* **TASK OBJECTIVE**
Would you retype every entry that follows without altering a word?

INFORMATION section start

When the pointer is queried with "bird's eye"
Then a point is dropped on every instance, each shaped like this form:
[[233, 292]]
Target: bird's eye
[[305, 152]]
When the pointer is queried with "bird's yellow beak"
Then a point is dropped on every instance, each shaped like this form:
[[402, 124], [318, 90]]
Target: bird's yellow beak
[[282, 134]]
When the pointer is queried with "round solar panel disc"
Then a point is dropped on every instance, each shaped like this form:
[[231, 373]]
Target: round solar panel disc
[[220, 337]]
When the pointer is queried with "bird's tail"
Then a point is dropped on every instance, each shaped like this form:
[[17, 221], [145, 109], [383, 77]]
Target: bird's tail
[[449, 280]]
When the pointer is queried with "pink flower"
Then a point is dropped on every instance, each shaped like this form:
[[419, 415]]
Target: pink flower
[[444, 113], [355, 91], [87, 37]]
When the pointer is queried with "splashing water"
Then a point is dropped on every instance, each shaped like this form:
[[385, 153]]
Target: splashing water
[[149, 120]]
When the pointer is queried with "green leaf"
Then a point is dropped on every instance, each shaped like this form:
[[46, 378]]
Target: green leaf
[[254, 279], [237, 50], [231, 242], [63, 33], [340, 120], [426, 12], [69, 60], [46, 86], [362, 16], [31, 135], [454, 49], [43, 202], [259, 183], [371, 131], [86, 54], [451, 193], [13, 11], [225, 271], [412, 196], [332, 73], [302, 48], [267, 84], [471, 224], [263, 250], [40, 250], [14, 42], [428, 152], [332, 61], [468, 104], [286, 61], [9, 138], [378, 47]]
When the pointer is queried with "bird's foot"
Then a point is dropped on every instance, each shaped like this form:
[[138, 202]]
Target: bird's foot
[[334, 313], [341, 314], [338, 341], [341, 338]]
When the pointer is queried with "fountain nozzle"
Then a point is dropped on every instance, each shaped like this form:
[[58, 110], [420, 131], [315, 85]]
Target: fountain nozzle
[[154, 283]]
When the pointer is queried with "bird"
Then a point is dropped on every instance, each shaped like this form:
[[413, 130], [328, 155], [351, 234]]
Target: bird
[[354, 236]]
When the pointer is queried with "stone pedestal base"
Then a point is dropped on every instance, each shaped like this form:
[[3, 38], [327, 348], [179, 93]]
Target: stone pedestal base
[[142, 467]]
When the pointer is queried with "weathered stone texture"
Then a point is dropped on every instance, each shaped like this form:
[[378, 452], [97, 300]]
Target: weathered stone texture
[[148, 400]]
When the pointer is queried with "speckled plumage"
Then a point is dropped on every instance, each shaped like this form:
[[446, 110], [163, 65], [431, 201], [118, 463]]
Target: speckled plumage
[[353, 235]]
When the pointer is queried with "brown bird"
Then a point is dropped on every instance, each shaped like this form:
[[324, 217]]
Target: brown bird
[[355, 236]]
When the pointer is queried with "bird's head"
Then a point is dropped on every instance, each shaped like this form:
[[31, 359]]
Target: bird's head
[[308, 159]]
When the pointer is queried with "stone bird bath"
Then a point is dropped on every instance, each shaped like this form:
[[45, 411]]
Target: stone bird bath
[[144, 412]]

INFORMATION section end

* **EXERCISE OUTPUT**
When the pointer is queried with "bird's eye"
Then a point is dropped on every instance, each shaped like this form:
[[233, 292]]
Target: bird's eye
[[305, 152]]
When the pointer is queried with "bird's yellow beak"
Then a point is dropped on every instance, each shaped like this form:
[[402, 124], [318, 90]]
Target: bird's yellow beak
[[282, 134]]
When the pointer is queried with "round solar panel disc"
Then a point is dropped on every instance, each shaped like this form:
[[231, 373]]
Target: round solar panel disc
[[220, 337]]
When the pointer is queried with "bird's tail"
Then a point is dropped on every instance, each shaped like this form:
[[17, 221], [145, 109], [383, 77]]
Target: bird's tail
[[449, 280]]
When the pointer is queried with "pink flower"
Then a point is dropped on every instance, each shaped like this form:
[[419, 415]]
Target: pink flower
[[444, 113], [355, 91], [87, 37]]
When the pointer is queried with "splashing water"
Then a point is dropped on every instance, each shaped like this form:
[[385, 153]]
Target: splashing water
[[149, 120]]
When the pointer is queried with "green leaf"
Then a point is dropped on every instance, each shaped like this form:
[[46, 378]]
Target: green leaf
[[254, 279], [237, 50], [231, 242], [63, 33], [340, 120], [426, 12], [69, 60], [46, 86], [362, 16], [31, 135], [454, 49], [43, 202], [259, 183], [371, 131], [86, 54], [451, 193], [13, 11], [225, 271], [412, 196], [332, 73], [302, 48], [267, 84], [471, 224], [263, 250], [40, 250], [14, 42], [428, 152], [332, 61], [468, 104], [286, 61], [9, 138], [378, 47]]
When the pointer is queried with "bird's foot"
Then a point is dropped on every instance, each shaped like this form:
[[138, 202]]
Target: bird's foot
[[334, 313], [341, 314], [338, 341], [341, 338]]
When the pointer is queried with "fountain nozzle"
Then a point is dropped on every instance, each shaped like this form:
[[58, 110], [420, 131], [315, 85]]
Target: fountain nozzle
[[154, 283]]
When the pointer is queried with "bird"
Then a point is dropped on every instance, each shaped like this form:
[[413, 130], [328, 155], [351, 234]]
Target: bird
[[354, 236]]
When the pointer is queried with "stone pedestal base"
Then a point is dropped on every instance, each shaped like this form:
[[3, 38], [327, 348], [179, 93]]
Target: stone pedestal base
[[142, 467]]
When the pointer is queried with "weathered stone texture"
Then a point is dropped on every instance, each shaped like this form:
[[378, 452], [97, 300]]
Target: weathered stone texture
[[148, 400]]
When the pointer is queried with "speckled plumage"
Then a point is dropped on every instance, each shaped like this form:
[[446, 110], [163, 65], [431, 201], [118, 463]]
Target: speckled plumage
[[353, 235]]
When the pointer is queried with "brown bird"
Then a point is dropped on every instance, each shaped like this form:
[[324, 217]]
Target: brown bird
[[355, 236]]
When the pointer is queried with "bird's head"
Then a point is dropped on every instance, each shaped like this form:
[[31, 359]]
Target: bird's head
[[308, 159]]
When the pointer is queried with "stone bird bath"
Then a point is dropped on every instance, each shaped like this form:
[[45, 411]]
Target: stone bird bath
[[144, 412]]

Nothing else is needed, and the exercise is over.